__Supplied passage__

CSC Undergraduate Restricted Electives
These are the planned classes for each semester. The CSC Department may update this list at any time. The items listed in MyPack's Enrollment Wizard will be the planned final offerings by the department, and may differ from this list.
There is no limit to the number of CSC 495 sections students may use to satisfy degree requirements, as long as each section covers a different topic.
Click on the semester below to see the planned classes for that semester. Course descriptions and up-to-date requisite information are available on https://webappprd.acs.ncsu.edu/php/coursecat/directory.php and also linked below.
A note about reserved seats: Some courses have seats that are reserved for Concentration students. This means that X number of seats are reserved for students currently enrolled in a concentration and Y number are available for CSC majors without a concentration.
Once the number of unreserved seats is full, students may add themselves to the waitlist. If the waitlist is full, please keep checking back for an open seat on the waitlist. The number of reserved seats will be lowered throughout the enrollment period and students on the waitlist will be enrolled first. There are no set dates for when seats will be lowered, so the best chance of becoming enrolled is to join the waitlist.

Object position labeling rows:
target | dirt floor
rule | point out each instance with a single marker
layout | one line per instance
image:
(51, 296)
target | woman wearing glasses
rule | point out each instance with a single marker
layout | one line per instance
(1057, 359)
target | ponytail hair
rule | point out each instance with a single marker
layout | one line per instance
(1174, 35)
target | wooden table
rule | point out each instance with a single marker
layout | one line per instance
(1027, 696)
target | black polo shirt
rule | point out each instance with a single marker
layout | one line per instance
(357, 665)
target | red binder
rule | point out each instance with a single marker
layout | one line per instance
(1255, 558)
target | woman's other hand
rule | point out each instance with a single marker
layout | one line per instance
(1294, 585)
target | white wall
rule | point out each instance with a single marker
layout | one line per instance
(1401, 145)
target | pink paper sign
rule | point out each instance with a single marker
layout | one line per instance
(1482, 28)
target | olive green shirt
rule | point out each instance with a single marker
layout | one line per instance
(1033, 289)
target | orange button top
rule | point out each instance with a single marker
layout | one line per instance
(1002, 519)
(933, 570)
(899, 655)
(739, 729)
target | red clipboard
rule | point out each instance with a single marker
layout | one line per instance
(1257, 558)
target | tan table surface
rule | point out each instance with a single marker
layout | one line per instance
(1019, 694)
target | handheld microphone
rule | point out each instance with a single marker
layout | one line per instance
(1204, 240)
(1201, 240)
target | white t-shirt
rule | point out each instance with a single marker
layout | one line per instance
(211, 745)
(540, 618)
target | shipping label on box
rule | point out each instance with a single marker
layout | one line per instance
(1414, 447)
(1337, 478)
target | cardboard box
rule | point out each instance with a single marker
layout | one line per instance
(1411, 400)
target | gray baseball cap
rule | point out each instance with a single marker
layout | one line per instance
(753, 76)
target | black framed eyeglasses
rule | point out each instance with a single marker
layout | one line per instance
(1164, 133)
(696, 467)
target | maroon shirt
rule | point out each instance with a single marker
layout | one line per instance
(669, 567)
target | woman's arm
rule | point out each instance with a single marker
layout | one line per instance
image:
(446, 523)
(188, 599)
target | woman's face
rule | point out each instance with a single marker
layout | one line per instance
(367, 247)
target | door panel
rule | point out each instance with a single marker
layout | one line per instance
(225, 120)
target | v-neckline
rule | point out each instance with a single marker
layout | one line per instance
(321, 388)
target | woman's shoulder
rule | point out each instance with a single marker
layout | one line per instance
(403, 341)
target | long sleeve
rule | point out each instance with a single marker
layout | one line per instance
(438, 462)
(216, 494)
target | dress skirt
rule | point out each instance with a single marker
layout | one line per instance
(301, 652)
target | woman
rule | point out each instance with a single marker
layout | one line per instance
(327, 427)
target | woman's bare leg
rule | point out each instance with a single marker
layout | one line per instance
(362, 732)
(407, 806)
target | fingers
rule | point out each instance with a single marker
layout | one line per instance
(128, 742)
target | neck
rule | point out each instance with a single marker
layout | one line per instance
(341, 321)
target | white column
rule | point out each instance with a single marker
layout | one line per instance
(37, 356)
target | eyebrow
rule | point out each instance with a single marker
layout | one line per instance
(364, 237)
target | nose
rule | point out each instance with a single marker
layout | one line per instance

__Stated goal 1__
In the restricted electives page above, transcribe the text between "Click on the" and "also linked below.", inclusive.
__Stated goal 2__
List each sentence of the paragraph in the restricted electives page that begins "Once the number of unreserved seats is full."
__Stated goal 3__
According to the restricted electives page, what condition must CSC 495 sections meet for students to use any number of them toward degree requirements?

__Problem solution 1__
Click on the semester below to see the planned classes for that semester. Course descriptions and up-to-date requisite information are available on https://webappprd.acs.ncsu.edu/php/coursecat/directory.php and also linked below.

__Problem solution 2__
1. Once the number of unreserved seats is full, students may add themselves to the waitlist.
2. If the waitlist is full, please keep checking back for an open seat on the waitlist.
3. The number of reserved seats will be lowered throughout the enrollment period and students on the waitlist will be enrolled first.
4. There are no set dates for when seats will be lowered, so the best chance of becoming enrolled is to join the waitlist.

__Problem solution 3__
Each section must cover a different topic.